------ Extracto del documento

En su más difundido ensayo, “Dos conceptos de libertad”, basado en una conferencia universitaria pronunciada en 1958, Berlin plantea que en el pensamiento político contemporáneo, es posible distinguir dos visiones opuestas de la libertad, dos “fines en sí mismos”, que “pueden chocar entre sí de manera irreconciliable”, “un ejemplo de conflicto de valores que son al mismo tiempo absolutos e inconmensurables”, un “hecho intelectualmente incómodo”, que debemos asumir como sociedad.
Por un lado, está la libertad entendida como no interferencia arbitraria respecto de terceras personas sobre lo que cada individuo o grupo de personas elige ser o no ser, hacer o no hacer. A este concepto lo denomina “libertad negativa”. Y por otro, está la libertad entendida como dependencia de alguna causa de control o interferencia que posibilite a cada individuo o grupo de personas ser o no ser, hacer o no hacer. A este concepto lo denomina “libertad positiva”.
La “libertad negativa” es una libertad de acción: yo soy libre en la medida que no sea impedido o compelido arbitrariamente por la autoridad del Estado o por quienes detentan alguna otra clase de poder sobre mí.
La “libertad positiva”, en cambio, es una libertad de posibilidad: yo soy libre mientras cuente con aquellos medios (sociales, políticos, culturales o económicos) que me brinden las posibilidades de realizar mi vida lo mejor que pueda.
La “libertad positiva” se interesa por la pregunta “¿quién me gobierna?”, que es la pregunta fundamental de la democracia, del gobierno mayoritario. Mientras que a la “libertad negativa” le interesa saber “¿hasta qué punto sufro la interferencia del gobierno?”, y que es la pregunta fundamental del constitucionalismo o liberalismo político, de los límites del poder soberano, sea democrático o autocrático.

------------

## Qué harás
1. Convierte en una lista breve el párrafo del texto sobre la libertad que comienza con "Por un lado, está la libertad", conservando sus datos principales.
2. Copia el pasaje del texto sobre la libertad desde "Por un lado, está" hasta "poder sobre mí.", ambos incluidos, y sustituye "Estado" por "gobierno".
3. Retoma el texto sobre la libertad a partir de su última oración y continúalo.
Estos registros provienen de otra fuente.

------ Registros mostrados

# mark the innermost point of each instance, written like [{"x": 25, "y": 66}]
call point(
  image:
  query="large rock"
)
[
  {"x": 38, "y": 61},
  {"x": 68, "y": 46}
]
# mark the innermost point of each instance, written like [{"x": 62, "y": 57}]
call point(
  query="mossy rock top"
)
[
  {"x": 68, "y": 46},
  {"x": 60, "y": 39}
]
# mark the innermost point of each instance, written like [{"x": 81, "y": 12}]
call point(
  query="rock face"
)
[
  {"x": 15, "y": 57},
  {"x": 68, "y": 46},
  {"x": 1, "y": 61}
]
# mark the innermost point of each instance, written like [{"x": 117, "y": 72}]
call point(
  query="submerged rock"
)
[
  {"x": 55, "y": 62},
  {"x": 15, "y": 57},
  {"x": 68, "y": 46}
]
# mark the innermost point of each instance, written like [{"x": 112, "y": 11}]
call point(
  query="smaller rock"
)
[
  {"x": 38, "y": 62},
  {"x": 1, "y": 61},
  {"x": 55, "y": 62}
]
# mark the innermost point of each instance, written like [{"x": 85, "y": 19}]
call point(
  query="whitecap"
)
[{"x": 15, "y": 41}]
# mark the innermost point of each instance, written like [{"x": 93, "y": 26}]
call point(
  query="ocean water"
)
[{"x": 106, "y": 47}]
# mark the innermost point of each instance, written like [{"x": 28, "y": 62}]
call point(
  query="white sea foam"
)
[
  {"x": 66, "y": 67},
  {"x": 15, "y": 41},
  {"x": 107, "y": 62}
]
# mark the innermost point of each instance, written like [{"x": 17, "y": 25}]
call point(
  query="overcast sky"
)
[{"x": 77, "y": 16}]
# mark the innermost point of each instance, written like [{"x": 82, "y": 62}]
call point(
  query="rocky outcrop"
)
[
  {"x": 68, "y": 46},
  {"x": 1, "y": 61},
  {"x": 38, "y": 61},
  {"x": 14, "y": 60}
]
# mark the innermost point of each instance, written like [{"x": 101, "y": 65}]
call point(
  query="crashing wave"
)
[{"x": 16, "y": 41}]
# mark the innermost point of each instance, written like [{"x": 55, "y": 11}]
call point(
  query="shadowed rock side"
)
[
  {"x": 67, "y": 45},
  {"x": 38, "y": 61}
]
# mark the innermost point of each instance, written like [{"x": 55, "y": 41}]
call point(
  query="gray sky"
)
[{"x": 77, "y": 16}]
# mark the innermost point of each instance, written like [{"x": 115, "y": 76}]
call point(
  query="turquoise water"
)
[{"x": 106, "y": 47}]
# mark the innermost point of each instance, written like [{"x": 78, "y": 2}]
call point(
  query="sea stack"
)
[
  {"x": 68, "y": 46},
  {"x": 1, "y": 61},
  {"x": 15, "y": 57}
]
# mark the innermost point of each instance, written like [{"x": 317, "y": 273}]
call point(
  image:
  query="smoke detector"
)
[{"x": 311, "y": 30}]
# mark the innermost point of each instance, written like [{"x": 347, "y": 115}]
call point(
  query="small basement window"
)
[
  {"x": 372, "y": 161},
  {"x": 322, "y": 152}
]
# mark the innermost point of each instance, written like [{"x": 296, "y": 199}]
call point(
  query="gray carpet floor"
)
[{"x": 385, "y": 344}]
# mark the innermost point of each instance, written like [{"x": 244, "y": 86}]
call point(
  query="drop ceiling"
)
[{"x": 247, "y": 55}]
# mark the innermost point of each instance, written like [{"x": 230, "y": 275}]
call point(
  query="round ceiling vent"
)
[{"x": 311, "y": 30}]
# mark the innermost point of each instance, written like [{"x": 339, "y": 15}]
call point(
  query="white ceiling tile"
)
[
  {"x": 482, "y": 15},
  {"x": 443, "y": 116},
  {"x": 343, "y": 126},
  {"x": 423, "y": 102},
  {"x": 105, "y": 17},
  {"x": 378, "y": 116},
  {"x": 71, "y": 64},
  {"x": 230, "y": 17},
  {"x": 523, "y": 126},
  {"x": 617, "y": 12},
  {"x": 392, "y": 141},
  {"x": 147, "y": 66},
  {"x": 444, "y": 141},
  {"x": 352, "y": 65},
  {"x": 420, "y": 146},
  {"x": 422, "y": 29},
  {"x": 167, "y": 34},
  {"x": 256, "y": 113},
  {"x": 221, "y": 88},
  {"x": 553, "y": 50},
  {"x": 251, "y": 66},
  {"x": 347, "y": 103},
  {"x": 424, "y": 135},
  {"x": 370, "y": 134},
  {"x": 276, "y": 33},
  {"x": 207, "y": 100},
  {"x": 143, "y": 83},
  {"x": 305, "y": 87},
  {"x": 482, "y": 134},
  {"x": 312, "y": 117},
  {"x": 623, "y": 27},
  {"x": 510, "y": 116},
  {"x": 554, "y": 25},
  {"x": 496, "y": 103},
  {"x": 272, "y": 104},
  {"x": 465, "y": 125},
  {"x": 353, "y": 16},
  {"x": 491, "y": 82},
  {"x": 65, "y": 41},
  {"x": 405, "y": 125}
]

------------

## Resultados esperados
1.
- Libertad negativa: la no interferencia arbitraria de terceras personas sobre lo que cada individuo o grupo elige ser o no ser, hacer o no hacer.
- Libertad positiva: la dependencia de alguna causa de control o interferencia que le posibilite a cada individuo o grupo ser o no ser, hacer o no hacer.

2.
Por un lado, está la libertad entendida como no interferencia arbitraria respecto de terceras personas sobre lo que cada individuo o grupo de personas elige ser o no ser, hacer o no hacer. A este concepto lo denomina “libertad negativa”. Y por otro, está la libertad entendida como dependencia de alguna causa de control o interferencia que posibilite a cada individuo o grupo de personas ser o no ser, hacer o no hacer. A este concepto lo denomina “libertad positiva”.
La “libertad negativa” es una libertad de acción: yo soy libre en la medida que no sea impedido o compelido arbitrariamente por la autoridad del gobierno o por quienes detentan alguna otra clase de poder sobre mí.

3.
La principal enseñanza que este ensayo nos deja, es que cualquiera sea el valor o las nobles intenciones que se persigan a la hora de exigir reformas o cambios democráticos orientados a mejorar nuestra vida social, política, cultural o económica, no debemos nunca olvidar que sin ese ámbito mínimo exento de interferencia en nuestra vida individual (o colectiva), llamado “libertad negativa”, simplemente dejamos de vivir como seres humanos, al estar privados de elegir cómo deseamos vivir.
Por ello, no hay peor error que el de concebir a las Constituciones como programas políticos. La Constitución, como nos lo ha recordado un destacado jurista chileno, “es una norma común de convivencia”.
Precisamente para que ese ámbito mínimo, ese coto vedado, permanezca protegido en favor de todos y de cada uno de nosotros, cualquiera sea nuestra condición social, religión, nacionalidad, raza, color, orientación sexual o ideología política y cualesquiera sean los que nos gobiernen.
Porque es precisamente la libertad en su sentido “negativo” desde donde se erigen los derechos humanos: la principal consagración política del mundo moderno.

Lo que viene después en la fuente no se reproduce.